[Text excerpt]
Live album by Great White
- Released: 1995
- Recorded: 1993, 1994
- Venue: The Celebrity Theatre, Anaheim, California; House of Blues, Los Angeles;
- Genre: Hard rock
- Length: 75:38
- Label: Zoo Entertainment
- Producer: Alan Niven, Michael Lardie

Great White chronology
| Sail Away (1994) | Stage (1995) | Let It Rock (1996) |

Extended Versions album cover

= Stage (Great White album) =

Stage is a live album by the American hard rock band Great White, released in 1995. It was put together by Alan Niven, Great White's former manager, as a contractual release for Zoo Entertainment. The first six tracks of the CD come from a 1994 House of Blues benefit concert (Stage One) and the other songs from a 1993 Anaheim show (Stage Two), several tracks of which were previously featured as a bonus on the studio album Sail Away. The initial Japanese pressing was a two-disc set, and featured one bonus track for each show.

[Entries shown]
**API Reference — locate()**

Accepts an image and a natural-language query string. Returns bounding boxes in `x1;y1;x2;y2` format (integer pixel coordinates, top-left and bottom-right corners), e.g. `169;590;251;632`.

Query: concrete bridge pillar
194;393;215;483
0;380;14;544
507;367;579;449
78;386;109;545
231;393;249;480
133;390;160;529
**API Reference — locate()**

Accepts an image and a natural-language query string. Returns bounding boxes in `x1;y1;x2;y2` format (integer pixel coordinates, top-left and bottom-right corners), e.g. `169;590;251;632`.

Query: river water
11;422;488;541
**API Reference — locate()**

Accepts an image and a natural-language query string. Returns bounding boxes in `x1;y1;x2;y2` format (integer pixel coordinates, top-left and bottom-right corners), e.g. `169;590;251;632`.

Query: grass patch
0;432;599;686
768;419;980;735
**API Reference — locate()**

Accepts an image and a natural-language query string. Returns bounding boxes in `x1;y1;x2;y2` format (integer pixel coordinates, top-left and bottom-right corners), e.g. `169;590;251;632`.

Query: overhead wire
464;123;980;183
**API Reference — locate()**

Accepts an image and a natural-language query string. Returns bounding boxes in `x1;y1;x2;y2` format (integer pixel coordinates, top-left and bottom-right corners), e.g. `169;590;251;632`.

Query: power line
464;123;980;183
* * *
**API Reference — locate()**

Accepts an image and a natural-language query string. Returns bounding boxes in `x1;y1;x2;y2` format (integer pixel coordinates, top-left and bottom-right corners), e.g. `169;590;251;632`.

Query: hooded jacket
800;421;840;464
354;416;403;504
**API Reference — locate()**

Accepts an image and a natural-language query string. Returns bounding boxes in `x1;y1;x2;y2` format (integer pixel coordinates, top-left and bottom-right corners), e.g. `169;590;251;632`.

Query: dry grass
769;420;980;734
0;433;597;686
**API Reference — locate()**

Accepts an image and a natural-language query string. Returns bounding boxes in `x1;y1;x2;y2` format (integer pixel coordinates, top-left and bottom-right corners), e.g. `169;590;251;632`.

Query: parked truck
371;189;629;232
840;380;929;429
* * *
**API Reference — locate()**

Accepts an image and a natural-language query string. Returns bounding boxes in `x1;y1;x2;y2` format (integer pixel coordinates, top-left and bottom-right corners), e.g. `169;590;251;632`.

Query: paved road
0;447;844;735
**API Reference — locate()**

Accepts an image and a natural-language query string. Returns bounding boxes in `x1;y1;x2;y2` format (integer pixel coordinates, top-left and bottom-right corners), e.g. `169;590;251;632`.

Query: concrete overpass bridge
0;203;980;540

[Written instruction A] Please set down the Stage album text from "Great White chronology" up to and including "for each show.".
[Written instruction B] According to the Stage album text, who put the album together?
Rely on the Stage album text alone.

[Complete output A]
Great White chronology
| Sail Away (1994) | Stage (1995) | Let It Rock (1996) |

Extended Versions album cover

= Stage (Great White album) =

Stage is a live album by the American hard rock band Great White, released in 1995. It was put together by Alan Niven, Great White's former manager, as a contractual release for Zoo Entertainment. The first six tracks of the CD come from a 1994 House of Blues benefit concert (Stage One) and the other songs from a 1993 Anaheim show (Stage Two), several tracks of which were previously featured as a bonus on the studio album Sail Away. The initial Japanese pressing was a two-disc set, and featured one bonus track for each show.

[Complete output B] Alan Niven, Great White's former manager.